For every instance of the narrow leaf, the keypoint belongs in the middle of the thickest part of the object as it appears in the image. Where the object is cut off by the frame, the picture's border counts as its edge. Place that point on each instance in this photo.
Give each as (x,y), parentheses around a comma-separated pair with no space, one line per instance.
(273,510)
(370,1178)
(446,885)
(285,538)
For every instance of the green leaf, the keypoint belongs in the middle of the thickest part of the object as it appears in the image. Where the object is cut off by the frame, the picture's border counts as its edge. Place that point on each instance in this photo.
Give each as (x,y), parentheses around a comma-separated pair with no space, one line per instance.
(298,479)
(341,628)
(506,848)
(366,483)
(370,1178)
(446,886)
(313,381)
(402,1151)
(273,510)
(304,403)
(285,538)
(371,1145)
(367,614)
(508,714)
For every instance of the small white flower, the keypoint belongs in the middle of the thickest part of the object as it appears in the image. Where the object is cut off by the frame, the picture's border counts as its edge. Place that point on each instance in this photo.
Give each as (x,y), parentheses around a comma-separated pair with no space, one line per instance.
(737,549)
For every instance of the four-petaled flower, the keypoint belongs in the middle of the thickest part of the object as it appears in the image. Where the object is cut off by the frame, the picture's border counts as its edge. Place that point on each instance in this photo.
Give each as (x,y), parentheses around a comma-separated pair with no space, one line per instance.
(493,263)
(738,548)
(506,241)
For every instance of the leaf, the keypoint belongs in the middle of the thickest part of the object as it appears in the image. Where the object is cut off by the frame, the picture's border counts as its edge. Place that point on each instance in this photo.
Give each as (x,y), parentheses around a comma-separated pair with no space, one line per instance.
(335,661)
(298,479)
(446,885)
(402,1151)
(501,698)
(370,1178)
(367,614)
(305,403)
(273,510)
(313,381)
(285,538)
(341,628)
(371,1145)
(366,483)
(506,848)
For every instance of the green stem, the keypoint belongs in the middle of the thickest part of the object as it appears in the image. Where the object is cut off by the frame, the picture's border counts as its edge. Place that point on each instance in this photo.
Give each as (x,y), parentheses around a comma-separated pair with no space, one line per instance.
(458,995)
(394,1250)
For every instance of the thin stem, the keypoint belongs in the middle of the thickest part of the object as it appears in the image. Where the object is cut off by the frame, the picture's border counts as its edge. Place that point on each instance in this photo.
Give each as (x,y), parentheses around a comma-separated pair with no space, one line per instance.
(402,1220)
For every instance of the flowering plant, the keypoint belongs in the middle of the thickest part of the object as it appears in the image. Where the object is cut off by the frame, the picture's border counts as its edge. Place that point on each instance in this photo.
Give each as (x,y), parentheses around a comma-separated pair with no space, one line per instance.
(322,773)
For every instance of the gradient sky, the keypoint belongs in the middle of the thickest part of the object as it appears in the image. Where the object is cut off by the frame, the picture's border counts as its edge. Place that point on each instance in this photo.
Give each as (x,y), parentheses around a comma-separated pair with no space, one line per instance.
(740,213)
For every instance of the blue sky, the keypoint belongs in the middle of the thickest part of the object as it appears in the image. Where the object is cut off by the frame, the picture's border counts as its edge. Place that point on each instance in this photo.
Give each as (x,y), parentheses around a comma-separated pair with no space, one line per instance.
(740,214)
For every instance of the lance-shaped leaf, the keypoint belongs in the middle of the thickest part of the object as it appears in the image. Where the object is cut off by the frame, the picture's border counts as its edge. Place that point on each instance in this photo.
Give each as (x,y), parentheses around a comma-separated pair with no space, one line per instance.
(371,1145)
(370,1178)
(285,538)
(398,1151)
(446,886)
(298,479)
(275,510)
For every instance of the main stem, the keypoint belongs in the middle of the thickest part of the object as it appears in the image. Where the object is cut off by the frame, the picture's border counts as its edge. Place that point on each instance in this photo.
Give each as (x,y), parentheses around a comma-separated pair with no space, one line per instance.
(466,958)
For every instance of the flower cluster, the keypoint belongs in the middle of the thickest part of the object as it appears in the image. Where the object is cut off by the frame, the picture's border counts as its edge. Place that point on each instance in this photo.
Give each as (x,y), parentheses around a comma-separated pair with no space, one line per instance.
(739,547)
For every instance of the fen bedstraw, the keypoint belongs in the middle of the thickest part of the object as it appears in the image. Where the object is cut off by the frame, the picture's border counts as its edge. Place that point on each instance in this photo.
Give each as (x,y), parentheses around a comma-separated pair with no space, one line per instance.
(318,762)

:::::

■ **WHAT IS BEING ASKED**
Write the whole of the data out again exactly as it stands.

■ **OUTPUT OF THE TASK**
For every instance of the narrow leaf, the keypoint belongs in the middle of the thickest part of the object as it appears in the image. Where the object is cut off by the frame, the picture's border counts as its edge. Place that point on each instance in this photo.
Give each as (x,y), parentheses around a comma-separated pair with no space, one line per instance.
(273,510)
(370,1178)
(446,885)
(285,538)
For every instance of the green leaf, the keypoint belongs in the middle of the thickest part of the object as it appears in the image. Where the object is cut off by the frame, the picture's border counts as its edge. Place that point on each instance in this photo.
Give each as (x,y), parentheses around a comma-separated pair with no space, one line per instance.
(298,479)
(341,628)
(506,848)
(366,483)
(370,1178)
(446,886)
(313,381)
(402,1151)
(273,510)
(304,403)
(285,538)
(371,1145)
(367,614)
(508,714)
For every instance of the small white flower, the keypoint belongs in the middle of the thickest part of the object as it appears in the image. Where the object is cut off by the frame, the picture's border counts as its edge. Place that point on each instance in this photo.
Give each as (x,y), parentheses around a comma-separated pair with no space, one line per instance.
(737,549)
For every instance of the four-petaled flower, the keypoint belongs in the middle of the thickest part of the object as it appears in the image. Where the object is cut off by the frame, the picture's border counts as its edge. Place that point on each instance in this photo.
Give each as (x,y), parentheses around a comma-separated pair with no space, one line per instance.
(493,263)
(738,548)
(506,241)
For every instance of the leaf, the keypoint belongs in the middle of the thickest part of the object as it appears in the image. Where the object is cut off by the frame, the picture's border counts as its edge. Place that point on each instance in this photo.
Give each as (x,y), parentheses around a comma-separated pair with no space, one line per instance.
(335,661)
(298,479)
(446,885)
(402,1151)
(501,698)
(370,1178)
(367,614)
(305,403)
(273,510)
(313,381)
(285,538)
(341,628)
(371,1145)
(366,483)
(506,848)
For every instance of the green stem, the keypoint belongs in the middle of the thickest part of the object as it appears in the image. Where the object is cut off by the frame, the picture's border counts as its edge. Place that point on each instance in this photo.
Give each as (x,y), parentheses around a comma-separated pair with no space, one line per instance.
(458,995)
(394,1250)
For every instance of the thin stem, the keypoint belongs in the middle of the thickest part of the object as it appears in the image. Where the object is cut off by the frame, the picture's border counts as its edge. Place that point on each instance in this photo.
Give each as (x,y), parentheses around a comma-separated pair with no space, one line per instance.
(402,1220)
For every instance of the flowering plant, the keypoint belongs in the middle of the thickest part of the object as it appears in the image. Where the object is cut off by the frame, the picture's border counts as its edge. Place that point on each instance in this photo.
Give each as (x,y), parentheses around a comma-separated pair with no space, one line per instance.
(322,773)
For every instance of the gradient sky, the keypoint belongs in the middle of the thickest part of the object as it appears in the image. Where the object is cut off by the frame, the picture's border counts as its edge. Place that point on each instance in this photo.
Give each as (x,y), parentheses around a comma-separated pair with no space, one line per instance.
(740,213)
For every instance of the blue sky, the keypoint belongs in the middle of the thickest part of the object as it appears in the image. Where the object is cut off by the frame, the picture's border counts as its edge. Place that point on each instance in this photo.
Give each as (x,y), parentheses around a comma-separated pair with no space, one line per instance.
(740,214)
For every instance of the lance-shaped leaf, the keypoint belongs in the middle of the thickest part of the object as it appears in the image. Where the object is cut off by the frame, the picture's border counts as its edge. Place that point on each instance in this photo.
Give each as (x,y), parentheses around a comma-separated pair with no space, one line per instance.
(371,1145)
(370,1178)
(285,538)
(398,1151)
(446,886)
(298,479)
(275,510)
For every instance of the main stem, the keypoint belongs in the middle of the thickest part of the object as it appears in the image. Where the object is cut off by the frame, the picture's border counts as its edge. Place that point on each instance in this photo.
Give each as (x,y), parentheses around a comma-separated pair with no space, one line per instance.
(466,958)
For every instance of the flower cluster, the keypoint belongs in the middle of the thickest part of the object as it appears in the image. Where the object is cut off by the frame, the picture's border counts as its edge. Place that point on each instance in this photo.
Give each as (x,y), parentheses around a comma-separated pair with no space, one line per instance.
(739,547)
For every instance of the fen bedstraw, the keypoint belongs in the middle of the thickest part of the object as it appears in the image. Where the object is cut off by the frame, the picture's border counts as its edge. Place that point on each instance in this photo.
Give each as (x,y), parentheses around a comma-separated pair with no space, one line per instance.
(318,762)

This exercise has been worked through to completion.